[Document passage — start]
Cheaters take advantage of technological convenience

William Dillon

Short Message Service (SMS) on cellular phones, widely known as text messaging, has become another popular convenience of our technological age.

Text messaging has also become a way for college students to cheat.

Through Short Message Service, cellular phone users are able to send and receive text messages to and from their cellular phones. Messages are directly delivered to the phone similar to the way e-mail is sent and received.

Messages can usually run 140 to 160 characters long, except for Nextel subscribers, who are able to send messages up to 500 characters long.

Nine students from the University of Maryland have admitted to cheating by using their cell phones to receive text messaged answers during an accounting exam last December, according to University of Maryland’s student newspaper, The Diamondback.

The students are said to have received the answer key in a text message during the exam from their friends outside the class. The answer key had been posted on the Internet by the professor once the exam had started. Suspicious that something like that was going on, the professor set up a ploy to catch the students who were receiving the answers by way of their cell phones.

The answer key posted on the Internet was fake, containing 22 wrong answers to the 30 question exam. The key was then checked against the students’ exams to see which students followed the fake answer key.

In a similar case, Hitotsubashi University in Japan failed 26 students last December for using their cell phones to receive exam answers, according to the Associated Press.

Bethany Schuttinga, ISU assistant dean of students, said no cases regarding text message cheating at Iowa State have been brought up to her to this point.

“That doesn’t mean that [text message cheating] is not going on,” she said. “We might just not be catching it.”
[Document passage — finish]
[Recorded data — start]
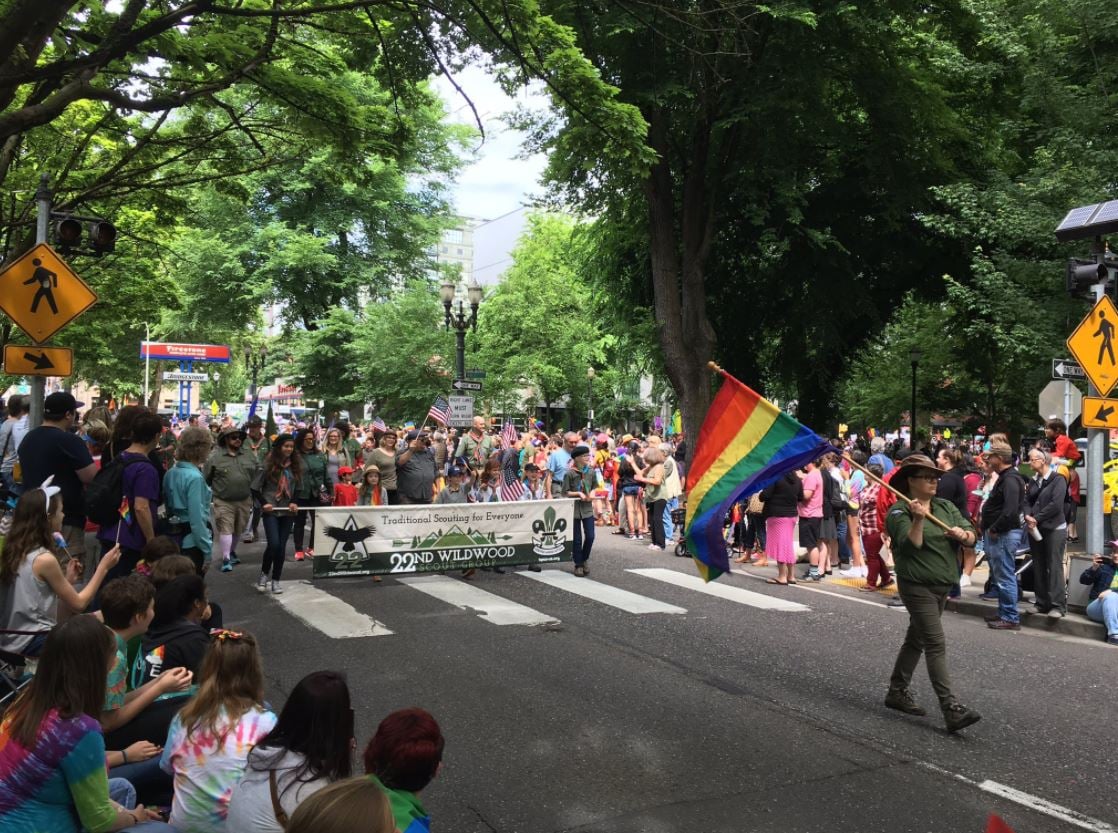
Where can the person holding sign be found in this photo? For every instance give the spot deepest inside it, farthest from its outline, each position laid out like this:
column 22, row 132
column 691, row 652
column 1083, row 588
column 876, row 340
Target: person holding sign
[Recorded data — finish]
• **Tasks to complete**:
A. In the article on text-message cheating, rewrite the part that opens with the words containing "William Dillon" and closes with "sent and received.", renaming "Short Message Service" to "SMS" throughout.
B. According to the article on text-message cheating, how many wrong answers did the professor's fake answer key contain?
The entries come from a separate source.

• **Answers for this exercise**:
A.
William Dillon

SMS (SMS) on cellular phones, widely known as text messaging, has become another popular convenience of our technological age.

Text messaging has also become a way for college students to cheat.

Through SMS, cellular phone users are able to send and receive text messages to and from their cellular phones. Messages are directly delivered to the phone similar to the way e-mail is sent and received.

B. It contained 22 wrong answers to the 30-question exam.